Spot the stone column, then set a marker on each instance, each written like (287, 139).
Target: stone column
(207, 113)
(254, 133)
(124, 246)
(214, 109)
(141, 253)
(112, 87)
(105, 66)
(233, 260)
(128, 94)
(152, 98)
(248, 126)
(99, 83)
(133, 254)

◇ ◇ ◇

**Work to do:** Render every line of the entries above as a JSON list of strings, one string per line, with blank lines omitted.

**Answer for the task:**
[
  "Spot the stone column, then set a marker on each instance, each written like (287, 139).",
  "Target: stone column",
  "(207, 113)",
  "(254, 133)",
  "(124, 246)",
  "(214, 109)",
  "(141, 253)",
  "(112, 87)",
  "(105, 66)",
  "(233, 260)",
  "(128, 94)",
  "(152, 98)",
  "(248, 126)",
  "(99, 83)",
  "(133, 254)"
]